▶ [Listed entries]
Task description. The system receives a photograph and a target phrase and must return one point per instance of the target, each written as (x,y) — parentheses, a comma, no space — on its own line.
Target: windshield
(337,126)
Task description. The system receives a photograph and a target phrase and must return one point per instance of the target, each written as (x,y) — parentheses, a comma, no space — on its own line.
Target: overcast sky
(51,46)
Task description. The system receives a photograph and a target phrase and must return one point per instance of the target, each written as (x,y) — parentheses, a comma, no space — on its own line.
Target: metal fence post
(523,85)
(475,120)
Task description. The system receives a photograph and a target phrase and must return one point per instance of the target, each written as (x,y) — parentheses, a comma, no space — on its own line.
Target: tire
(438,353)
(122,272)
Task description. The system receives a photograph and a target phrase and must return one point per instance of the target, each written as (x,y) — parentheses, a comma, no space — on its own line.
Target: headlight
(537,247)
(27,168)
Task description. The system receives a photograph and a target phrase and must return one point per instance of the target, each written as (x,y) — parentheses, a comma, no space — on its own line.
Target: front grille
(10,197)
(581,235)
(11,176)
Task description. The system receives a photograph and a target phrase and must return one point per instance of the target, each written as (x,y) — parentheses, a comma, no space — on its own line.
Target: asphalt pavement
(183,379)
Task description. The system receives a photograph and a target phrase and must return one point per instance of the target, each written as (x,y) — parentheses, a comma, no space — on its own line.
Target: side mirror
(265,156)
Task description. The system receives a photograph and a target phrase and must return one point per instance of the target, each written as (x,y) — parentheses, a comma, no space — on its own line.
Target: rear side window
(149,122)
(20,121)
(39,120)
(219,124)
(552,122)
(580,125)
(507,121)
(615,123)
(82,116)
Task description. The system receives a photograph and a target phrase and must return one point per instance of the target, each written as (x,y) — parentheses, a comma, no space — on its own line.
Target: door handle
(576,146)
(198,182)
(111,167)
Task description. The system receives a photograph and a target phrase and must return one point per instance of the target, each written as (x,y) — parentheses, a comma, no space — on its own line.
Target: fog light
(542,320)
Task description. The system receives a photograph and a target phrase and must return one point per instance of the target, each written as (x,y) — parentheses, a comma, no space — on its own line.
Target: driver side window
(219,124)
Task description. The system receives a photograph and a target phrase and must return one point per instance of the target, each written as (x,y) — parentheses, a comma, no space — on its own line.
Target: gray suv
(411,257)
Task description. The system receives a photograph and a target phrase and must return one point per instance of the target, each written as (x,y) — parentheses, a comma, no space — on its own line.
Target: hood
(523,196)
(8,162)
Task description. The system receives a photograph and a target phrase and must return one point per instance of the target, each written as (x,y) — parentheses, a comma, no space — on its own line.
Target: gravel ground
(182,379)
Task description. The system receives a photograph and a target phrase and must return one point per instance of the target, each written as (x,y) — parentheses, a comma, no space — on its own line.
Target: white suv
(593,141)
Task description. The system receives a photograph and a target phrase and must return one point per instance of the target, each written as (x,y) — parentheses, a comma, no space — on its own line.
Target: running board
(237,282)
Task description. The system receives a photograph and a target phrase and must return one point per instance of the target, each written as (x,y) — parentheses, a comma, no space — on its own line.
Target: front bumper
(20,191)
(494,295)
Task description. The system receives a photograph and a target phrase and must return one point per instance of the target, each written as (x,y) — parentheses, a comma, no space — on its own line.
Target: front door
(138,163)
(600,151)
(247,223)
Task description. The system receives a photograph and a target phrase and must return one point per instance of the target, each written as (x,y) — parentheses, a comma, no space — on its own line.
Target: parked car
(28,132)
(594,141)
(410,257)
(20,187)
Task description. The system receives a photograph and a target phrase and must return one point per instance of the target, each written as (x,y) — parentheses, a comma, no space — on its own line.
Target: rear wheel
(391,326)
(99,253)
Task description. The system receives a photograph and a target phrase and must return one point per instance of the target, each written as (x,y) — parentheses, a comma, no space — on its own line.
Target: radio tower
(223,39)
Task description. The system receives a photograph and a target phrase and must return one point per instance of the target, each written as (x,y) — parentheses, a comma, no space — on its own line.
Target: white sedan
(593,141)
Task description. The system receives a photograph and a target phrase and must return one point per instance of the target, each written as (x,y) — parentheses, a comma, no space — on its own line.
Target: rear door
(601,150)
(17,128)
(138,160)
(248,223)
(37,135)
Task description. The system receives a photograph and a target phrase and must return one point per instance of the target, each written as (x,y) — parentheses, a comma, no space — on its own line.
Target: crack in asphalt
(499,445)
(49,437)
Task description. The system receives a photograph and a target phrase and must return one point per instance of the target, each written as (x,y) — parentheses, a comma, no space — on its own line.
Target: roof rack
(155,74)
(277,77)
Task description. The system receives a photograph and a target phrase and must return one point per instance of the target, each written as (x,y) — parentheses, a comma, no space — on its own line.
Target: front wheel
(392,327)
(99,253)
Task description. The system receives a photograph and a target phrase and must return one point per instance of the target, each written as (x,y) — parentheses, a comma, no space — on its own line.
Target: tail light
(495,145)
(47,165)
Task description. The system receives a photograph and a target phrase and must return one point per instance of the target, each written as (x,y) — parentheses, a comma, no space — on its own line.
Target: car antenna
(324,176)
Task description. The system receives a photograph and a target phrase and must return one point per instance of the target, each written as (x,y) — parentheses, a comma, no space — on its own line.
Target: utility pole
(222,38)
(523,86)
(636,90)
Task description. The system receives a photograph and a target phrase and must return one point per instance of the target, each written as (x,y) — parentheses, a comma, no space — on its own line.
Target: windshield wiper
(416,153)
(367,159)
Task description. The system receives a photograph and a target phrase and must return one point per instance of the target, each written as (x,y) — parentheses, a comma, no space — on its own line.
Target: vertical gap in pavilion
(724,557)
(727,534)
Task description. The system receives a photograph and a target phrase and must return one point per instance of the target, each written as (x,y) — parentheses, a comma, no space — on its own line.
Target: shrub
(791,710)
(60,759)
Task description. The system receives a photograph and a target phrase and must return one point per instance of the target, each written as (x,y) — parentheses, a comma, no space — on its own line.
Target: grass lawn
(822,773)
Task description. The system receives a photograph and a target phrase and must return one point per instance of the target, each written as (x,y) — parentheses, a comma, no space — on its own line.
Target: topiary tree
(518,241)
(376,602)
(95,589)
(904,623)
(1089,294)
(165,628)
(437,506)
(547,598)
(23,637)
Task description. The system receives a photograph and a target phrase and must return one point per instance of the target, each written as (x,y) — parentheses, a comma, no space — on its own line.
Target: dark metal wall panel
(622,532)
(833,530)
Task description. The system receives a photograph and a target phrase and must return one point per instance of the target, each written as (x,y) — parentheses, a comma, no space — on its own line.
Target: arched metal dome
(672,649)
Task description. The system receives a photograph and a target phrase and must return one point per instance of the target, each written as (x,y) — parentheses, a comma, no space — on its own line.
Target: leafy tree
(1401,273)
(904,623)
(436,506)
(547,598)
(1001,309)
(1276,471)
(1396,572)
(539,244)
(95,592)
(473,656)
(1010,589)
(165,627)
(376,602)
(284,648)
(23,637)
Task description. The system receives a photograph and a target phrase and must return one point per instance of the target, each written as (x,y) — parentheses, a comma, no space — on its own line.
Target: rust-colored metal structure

▶ [Objective] Make a verbatim copy of every entry shown above.

▶ [Exercise output]
Task description. The system receives a photograph and a target phrase and must return one point per instance of the target, each written as (x,y) — parentheses, a comma, no space — on its own line.
Target: windshield
(337,126)
Task description. The system receives a photograph and a target phrase and must return one point per instance of the target, each written as (x,y) — parentheses, a comma, no space — on its own line.
Target: overcast sky
(51,46)
Task description. The system receives a photograph and a target phrase and must return one point per instance of the target, each written as (x,y) — parentheses, a comma, no space — on its own line.
Target: metal fence post
(523,85)
(475,120)
Task description. The system receives a photograph and a target phrase and must return one point per instance of the target, each written as (x,y) — parentheses, a comma, no space — on its own line.
Target: tire
(438,353)
(122,272)
Task description. The system receives a photograph and a target phrase and must return one point per instance of the target, each written as (x,y) — parentheses, a comma, no space — on its own line.
Target: headlight
(537,247)
(27,168)
Task description. The system receives a photograph and a target phrase and must return one point per instance of the target, each written as (x,y) — parentheses, a comma, no space — on its own line.
Target: front grille
(10,197)
(581,235)
(11,176)
Task description. The system receives a photograph and a target phrase and must return one point per instance of the target, each written as (x,y) — parentheses, a comma, no space — on its own line.
Target: asphalt pavement
(183,379)
Task description. The system receives a photograph and a target phrase and must return one point per instance of the target, each written as (x,y) — parentheses, a comma, no space — on its own line.
Target: side mirror
(265,156)
Task description. The system receives a photograph and a target phrase and must return one point per instance of the target, each written as (x,y) — parentheses, a comma, no space — on its own line.
Target: rear side window
(149,122)
(20,121)
(39,120)
(219,124)
(552,122)
(580,125)
(507,121)
(615,123)
(82,116)
Task description. The system receives a photograph and a target phrase and must return one point per instance of the target, each written as (x,y) — parentheses, a comma, no space — on its own line.
Target: door handle
(576,146)
(198,182)
(111,167)
Task description. The system receives a photograph and a target phrase and must return one point per instance of the target, each written as (x,y) — parentheses, a comma, no space — on its own line.
Target: fog light
(542,320)
Task description. The system receives a photograph and a target phrase and must return one point per instance of the target, each written as (x,y) — parentheses, a comma, no space — on its own line.
Target: driver side window
(219,124)
Task description. The system receives a photograph and a target phrase and must return one point per instance of the target, each written as (x,y) — parentheses, a comma, no space — on its own line.
Target: gray suv
(411,257)
Task description. The system receives a photograph and a target phrase and must return one point per instance of the target, each written as (x,y) — parentheses, a comma, no space — on its own line.
Target: hood
(523,196)
(8,162)
Task description. The system receives a photograph and a target phrase and must return one point per instance of the target, each written as (x,y) — parentheses, a comma, no space — on its own line.
Target: gravel ground
(182,379)
Task description. The system receives a photograph and a target phrase and must return one point per instance of the target, each written as (x,y) — parentheses, a comma, no space — on its own line.
Target: white suv
(593,141)
Task description. The system receives a photograph and a target phrase and must return one point per instance of the target, each written as (x,y) — parentheses, a comma, no space — on its own line.
Target: running board
(237,282)
Task description. The system receives a photograph and a target phrase and must return one point per instance of the target, each written as (x,y) — parentheses, a comma, no space — on its own line.
Target: front bumper
(20,191)
(494,295)
Task description. The system receives a photograph and a target phrase and must return one point per instance of the target, each written as (x,y) — parentheses, a comma, no space — on its own line.
Target: front door
(138,163)
(600,151)
(247,223)
Task description. The system receives a photograph and a target phrase and must return one point per instance of the target, each written as (x,y) — parentheses, a comma, no space — on its own line.
Target: parked car
(28,132)
(594,141)
(410,257)
(20,187)
Task description. The system receives a photograph and a target phrase and must return one point per instance of the target, each written as (x,y) — parentheses, a comma, no space — on its own line.
Target: rear wheel
(391,326)
(99,253)
Task description. The system receives a photograph and a target phrase and must return one point per instance of the target, each written as (x,y) — parentheses, a comma, no space — on its own line.
Target: radio tower
(223,39)
Task description. The system receives a photograph and a target phrase and must return one point per instance of the target, each written as (x,y) — parentheses, a comma, no space — on its own line.
Target: white sedan
(593,141)
Task description. The system receives a photograph and a target phrase and must return one point per instance of the target, each written as (x,y) — parentheses, a comma, no space — on its own line.
Target: rear door
(601,150)
(17,128)
(138,160)
(248,223)
(37,135)
Task description. The system receives a photograph and a target phrase and must return one point per instance of the target, each written as (x,y) — parentheses, a comma, no space — on its own line.
Target: crack in asphalt
(499,445)
(49,437)
Task description. The system receives a photograph and a target phrase and must return one point per instance of the target, each written as (x,y) — parentheses, a comma, no space — on its own line.
Target: roof rack
(155,74)
(277,77)
Task description. The system receives a photograph and a target phrase and must return one point per instance of the target, each written as (x,y) — parentheses, a comma, no space — on its own line.
Target: front wheel
(392,327)
(99,253)
Task description. The system receives a photograph and a target phrase and must return one point per instance of the target, each written as (x,y) — parentheses, a comma, no space — on its own line.
Target: tail light
(495,145)
(47,165)
Task description. The system receives a photograph and a target phrase and must return one point per instance of the target, each written as (x,y) — parentheses, a comma, no space — on its own line.
Target: car antenna
(324,176)
Task description. The system receives a photograph and a target phrase and must return one point per instance of the target, each written as (x,y) — parentheses, a comma, no space — on its own line.
Target: utility pole
(222,38)
(523,86)
(636,90)
Task description. The system receives a photograph and a target phrase and must return one point per instance of the target, each written as (x,y) — parentheses, a comma, no space — on its own line.
Target: windshield wiper
(416,153)
(367,159)
Task description. The system receives a photograph and a target phrase and must return one point per instance of the target, each written as (x,y) — parentheses, a comma, no space — on its own line.
Target: vertical gap in pavilion
(724,557)
(727,534)
Task description. The system receives a photograph and a target phrase and must return one point per instance of the target, each written as (x,y) — parentheses, a comma, no space — on its own line.
Target: shrub
(791,710)
(60,759)
Task description. The system receives a photograph and a target phrase and must return one point per instance of the target, each written as (x,y) — parentheses, a comma, no space — on its own line.
Target: grass lawn
(822,773)
Task description. The system receives a photograph and a target phrase and must return one point per instance of the target, each written as (x,y) — parentheses, a comma, no space — on its own line.
Target: topiary tree
(518,241)
(376,602)
(95,589)
(904,623)
(1089,294)
(165,628)
(437,506)
(547,598)
(23,637)
Task description. The system receives a photograph and a target phrase and must return one point per instance of the target, each written as (x,y) — parentheses, a comma, no space — on its own line.
Target: dark metal wall panel
(622,532)
(833,530)
Task description. The system receives a photograph and a target phrase and must return one point per instance of the target, each written as (x,y) — parentheses, a comma, no space — on its own line.
Target: arched metal dome
(672,649)
Task description. The system receives a photograph and a target phrase and must return one point per instance of the target, each written as (x,y) — parentheses, a comma, no space — on its own line.
Target: leafy tree
(1401,273)
(904,623)
(436,506)
(547,598)
(1001,309)
(1276,471)
(1396,572)
(539,244)
(95,592)
(473,656)
(1010,589)
(165,627)
(376,602)
(284,648)
(23,637)
Task description. The system receives a photograph and a target phrase and must return one point per instance of the target, each written as (x,y) — parentheses, a comma, no space — on its own line.
Target: rust-colored metal structure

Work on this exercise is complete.